▶ **Instructions to follow**
The records below are to be transcribed in full, exactly as given.

▶ **Given records**

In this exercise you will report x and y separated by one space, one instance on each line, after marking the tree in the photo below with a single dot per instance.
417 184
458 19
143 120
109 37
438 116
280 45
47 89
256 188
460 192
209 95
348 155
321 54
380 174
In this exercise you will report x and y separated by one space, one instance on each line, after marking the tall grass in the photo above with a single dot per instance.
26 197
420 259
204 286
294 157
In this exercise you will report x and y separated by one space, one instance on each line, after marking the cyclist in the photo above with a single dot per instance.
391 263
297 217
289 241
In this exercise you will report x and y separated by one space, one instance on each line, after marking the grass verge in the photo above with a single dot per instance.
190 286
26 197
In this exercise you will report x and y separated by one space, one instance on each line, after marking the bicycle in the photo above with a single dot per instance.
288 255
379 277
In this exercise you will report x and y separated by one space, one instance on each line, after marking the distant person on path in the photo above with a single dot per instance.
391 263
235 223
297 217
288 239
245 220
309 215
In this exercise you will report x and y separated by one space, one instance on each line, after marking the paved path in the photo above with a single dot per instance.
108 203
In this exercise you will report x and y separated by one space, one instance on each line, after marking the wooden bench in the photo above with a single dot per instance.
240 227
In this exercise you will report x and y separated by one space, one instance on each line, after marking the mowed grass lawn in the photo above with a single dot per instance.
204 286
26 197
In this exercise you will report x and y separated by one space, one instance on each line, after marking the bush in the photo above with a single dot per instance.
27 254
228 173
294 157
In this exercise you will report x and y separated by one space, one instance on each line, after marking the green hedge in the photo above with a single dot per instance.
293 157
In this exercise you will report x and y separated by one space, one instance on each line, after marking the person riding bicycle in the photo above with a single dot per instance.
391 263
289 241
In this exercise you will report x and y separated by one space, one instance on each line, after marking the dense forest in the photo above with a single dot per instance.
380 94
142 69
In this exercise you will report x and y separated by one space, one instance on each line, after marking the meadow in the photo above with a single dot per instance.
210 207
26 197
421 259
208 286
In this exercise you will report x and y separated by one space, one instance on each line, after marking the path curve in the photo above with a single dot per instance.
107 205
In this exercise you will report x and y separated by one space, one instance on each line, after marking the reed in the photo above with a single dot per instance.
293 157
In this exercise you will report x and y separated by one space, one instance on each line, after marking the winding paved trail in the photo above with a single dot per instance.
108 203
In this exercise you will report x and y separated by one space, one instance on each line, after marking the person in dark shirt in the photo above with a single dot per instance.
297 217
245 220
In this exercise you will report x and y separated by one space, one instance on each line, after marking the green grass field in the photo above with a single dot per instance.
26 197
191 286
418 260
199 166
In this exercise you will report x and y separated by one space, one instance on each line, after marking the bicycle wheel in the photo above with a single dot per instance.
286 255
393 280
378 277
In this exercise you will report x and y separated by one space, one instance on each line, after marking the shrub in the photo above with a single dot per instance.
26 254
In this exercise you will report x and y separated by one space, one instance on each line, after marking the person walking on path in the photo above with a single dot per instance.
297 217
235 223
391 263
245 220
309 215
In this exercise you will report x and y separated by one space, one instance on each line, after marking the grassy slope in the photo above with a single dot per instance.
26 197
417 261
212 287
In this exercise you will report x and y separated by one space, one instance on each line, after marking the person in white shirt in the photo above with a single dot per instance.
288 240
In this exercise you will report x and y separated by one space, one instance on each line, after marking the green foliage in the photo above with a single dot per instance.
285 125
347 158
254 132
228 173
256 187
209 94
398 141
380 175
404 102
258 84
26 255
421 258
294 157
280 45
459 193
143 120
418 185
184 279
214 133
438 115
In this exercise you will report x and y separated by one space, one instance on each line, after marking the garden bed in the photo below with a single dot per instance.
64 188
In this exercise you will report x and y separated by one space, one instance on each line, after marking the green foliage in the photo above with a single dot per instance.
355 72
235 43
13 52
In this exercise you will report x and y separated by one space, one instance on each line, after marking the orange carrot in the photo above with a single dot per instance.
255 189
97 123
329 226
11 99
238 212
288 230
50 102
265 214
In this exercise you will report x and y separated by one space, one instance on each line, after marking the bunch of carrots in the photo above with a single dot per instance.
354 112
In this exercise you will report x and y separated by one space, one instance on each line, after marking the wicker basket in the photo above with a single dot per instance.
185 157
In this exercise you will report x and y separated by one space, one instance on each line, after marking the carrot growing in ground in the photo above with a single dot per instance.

▶ **Response to the task**
In this exercise you will report x and y separated by one space, one instance on each line, after marking the tree in the photo below with a single dot per instance.
417 184
458 19
143 120
109 37
438 116
280 45
47 89
256 188
460 192
209 95
348 155
321 54
380 174
In this exercise you will report x and y separated by one space, one instance on each line, after marking the tall grass in the photo above with a single dot per instance.
26 197
420 259
204 286
294 157
In this exercise you will report x and y separated by one space, one instance on each line, after marking the cyclist in the photo above with a single dot per instance.
391 263
297 217
289 241
In this exercise you will report x and y separated by one space, one instance on each line, after marking the grass verge in the photo above with a single dot per instance.
190 286
26 197
In this exercise you will report x and y separated by one space, one instance on each line, after marking the bicycle in the photo above with a single dot per instance.
288 255
379 277
In this exercise you will report x and y separated by one space, one instance on each line, after marking the distant person on path in the photo above with a single dot per instance.
391 263
235 223
297 217
288 239
245 220
309 215
In this exercise you will report x and y separated by one space, one instance on each line, after marking the paved path in the photo above with a single dot per instance.
108 203
In this exercise you will report x and y separated by one space, one instance on each line, after marking the wooden bench in the photo above with a single dot per instance.
240 227
In this exercise you will report x and y separated by one space, one instance on each line, after marking the mowed grass lawn in the photo above with a single dot per instance.
204 286
26 197
In this exercise you will report x and y separated by one space, one instance on each line, after marking the bush in the photo above with a single dot per instance.
27 254
228 173
294 157
In this exercise you will report x and y separated by one space, one instance on each line, after marking the green hedge in the photo above with a single dot per instance.
293 157
In this exercise you will report x and y separated by one space, one instance on each line, after marking the person riding bicycle in the photo above with a single dot per instance.
391 263
289 241
In this exercise you will report x and y separated by one space, one instance on each line, after marking the dense forest in the photo above with a single dot per instance.
380 94
142 69
In this exercise you will report x and y separated by one space, one instance on each line, after marking the meadow in the photo above with a single dot per instance.
210 207
26 197
421 259
208 286
In this exercise you will report x and y separated by one space, one instance on each line, after marking the path curve in the photo above with a single dot per instance.
107 205
In this exercise you will report x and y separated by one space, one instance on each line, after marking the reed in the photo above with a single dot per instance.
293 157
In this exercise you will report x and y separated by one space, one instance on each line, after marking the winding paved trail in the photo above with a single dot per instance.
108 203
In this exercise you will report x and y separated by one space, one instance on each line, after marking the person in dark shirt in the photo above with a single dot per instance.
297 217
245 220
In this exercise you will report x and y separated by one space, one instance on each line, after marking the green grass field in the photo above with a single dot per instance.
26 197
191 286
418 260
199 166
In this exercise you will report x and y separated by one space, one instance on each line, after marking the bicycle wheel in the photo above with a single dot per instance.
286 255
393 280
378 277
In this exercise you will report x and y separated by one space, one instance on each line, after marking the shrub in the photo above with a single dot per instance.
26 254
In this exercise you will report x and y separated by one space, one instance on each line, after marking the person walking on path in the photo above with a single dot per instance.
297 217
235 223
391 263
245 220
309 215
In this exercise you will report x and y separated by one space, one instance on each line, after marking the grassy slope in the photo above with a single dot per instance.
26 197
417 261
212 287
In this exercise you will report x and y separated by one space, one instance on each line, after marking the person in white shirt in the photo above with a single dot per instance.
288 240
In this exercise you will report x and y separated by one space, one instance on each line, after marking the green foliage in the photo above with a single dot per instance.
285 125
347 158
254 132
228 173
256 187
209 94
398 141
380 175
404 102
258 84
26 255
421 258
294 157
280 45
459 193
143 120
418 185
184 279
214 133
438 115
In this exercise you will report x and y separated by one space, one instance on each line, after marking the garden bed in the photo below with a single dot per instance.
64 188
In this exercise you will report x and y separated by one space, one instance on each line, after marking the green foliage in the photo above with a single dot per instance.
355 72
235 43
13 52
In this exercise you will report x and y separated by one space, one instance on each line, after marking the orange carrot in the photo above with a single dot per instance.
255 189
97 123
329 226
11 99
238 212
288 230
50 102
265 214
In this exercise you will report x and y separated by one space, one instance on each line, after marking the bunch of carrots in the photo above with a single dot per instance.
354 112
In this exercise you will report x and y separated by one space, one instance on each line, after marking the wicker basket in the photo above with a single dot per instance.
185 157
In this exercise you will report x and y separated by one space, one instance on each line, after marking the carrot growing in ground in the photo above with a single dot per instance.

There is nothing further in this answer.